[TASK REQUIREMENTS] Your answer should reproduce every line of the material in which the word "rough" occurs.

........

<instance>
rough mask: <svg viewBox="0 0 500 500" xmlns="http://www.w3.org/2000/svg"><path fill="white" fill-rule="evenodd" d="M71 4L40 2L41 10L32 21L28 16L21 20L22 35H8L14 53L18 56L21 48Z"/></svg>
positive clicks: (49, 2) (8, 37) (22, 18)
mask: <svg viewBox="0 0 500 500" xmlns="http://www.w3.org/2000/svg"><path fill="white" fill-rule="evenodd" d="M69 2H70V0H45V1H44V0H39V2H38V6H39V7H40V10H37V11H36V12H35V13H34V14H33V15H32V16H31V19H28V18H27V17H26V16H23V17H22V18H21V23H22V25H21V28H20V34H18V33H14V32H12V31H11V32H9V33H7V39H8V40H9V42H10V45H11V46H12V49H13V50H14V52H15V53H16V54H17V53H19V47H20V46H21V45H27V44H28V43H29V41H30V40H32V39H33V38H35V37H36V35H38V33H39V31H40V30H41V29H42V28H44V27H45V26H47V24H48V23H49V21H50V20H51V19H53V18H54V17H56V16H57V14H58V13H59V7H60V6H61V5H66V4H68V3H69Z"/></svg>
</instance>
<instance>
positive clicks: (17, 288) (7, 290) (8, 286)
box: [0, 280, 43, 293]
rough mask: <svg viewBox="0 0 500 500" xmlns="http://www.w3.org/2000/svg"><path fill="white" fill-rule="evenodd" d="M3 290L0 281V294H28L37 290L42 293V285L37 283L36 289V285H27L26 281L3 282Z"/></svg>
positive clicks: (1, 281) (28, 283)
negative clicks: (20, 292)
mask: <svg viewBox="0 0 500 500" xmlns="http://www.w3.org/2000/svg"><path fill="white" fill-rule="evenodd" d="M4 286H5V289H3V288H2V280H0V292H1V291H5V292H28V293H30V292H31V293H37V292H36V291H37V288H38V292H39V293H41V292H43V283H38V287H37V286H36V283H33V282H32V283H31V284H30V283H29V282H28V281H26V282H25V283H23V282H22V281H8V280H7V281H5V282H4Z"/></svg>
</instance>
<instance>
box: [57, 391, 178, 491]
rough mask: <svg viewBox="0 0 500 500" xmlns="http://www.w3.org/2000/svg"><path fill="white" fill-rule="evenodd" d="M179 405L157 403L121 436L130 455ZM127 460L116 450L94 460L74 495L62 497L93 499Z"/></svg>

........

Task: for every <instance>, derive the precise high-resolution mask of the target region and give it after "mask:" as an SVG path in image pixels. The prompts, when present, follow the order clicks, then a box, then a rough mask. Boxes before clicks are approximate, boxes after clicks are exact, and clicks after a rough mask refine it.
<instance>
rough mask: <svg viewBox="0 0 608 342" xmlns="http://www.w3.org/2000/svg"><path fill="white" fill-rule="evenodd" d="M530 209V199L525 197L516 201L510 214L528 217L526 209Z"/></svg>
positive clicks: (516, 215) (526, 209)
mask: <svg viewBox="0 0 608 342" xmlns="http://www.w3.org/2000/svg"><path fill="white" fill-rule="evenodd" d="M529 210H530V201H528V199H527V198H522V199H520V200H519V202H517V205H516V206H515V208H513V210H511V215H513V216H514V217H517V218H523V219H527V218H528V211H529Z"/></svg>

........

[OUTPUT FOR THIS TASK]
rough mask: <svg viewBox="0 0 500 500" xmlns="http://www.w3.org/2000/svg"><path fill="white" fill-rule="evenodd" d="M71 4L40 2L41 10L32 21L28 16L21 20L22 35H8L14 53L18 56L21 48Z"/></svg>
rough mask: <svg viewBox="0 0 500 500" xmlns="http://www.w3.org/2000/svg"><path fill="white" fill-rule="evenodd" d="M3 290L0 281V294H28L37 290L42 293V285L37 283L36 289V285H27L26 281L3 282Z"/></svg>
rough mask: <svg viewBox="0 0 500 500" xmlns="http://www.w3.org/2000/svg"><path fill="white" fill-rule="evenodd" d="M179 405L157 403L121 436L130 455ZM127 460L116 450L94 460L74 495L62 497L93 499Z"/></svg>
Task: for every <instance>, derive the precise high-resolution mask of the target region and give it after "mask:" as an SVG path in image pixels. The prompts, when present, follow the order clicks, then a box, then a rough mask. Boxes before clicks are approximate, boxes after clicks are exact, and clicks after a rough mask refine it.
rough mask: <svg viewBox="0 0 608 342" xmlns="http://www.w3.org/2000/svg"><path fill="white" fill-rule="evenodd" d="M530 209V199L525 197L516 201L510 214L528 217L526 209Z"/></svg>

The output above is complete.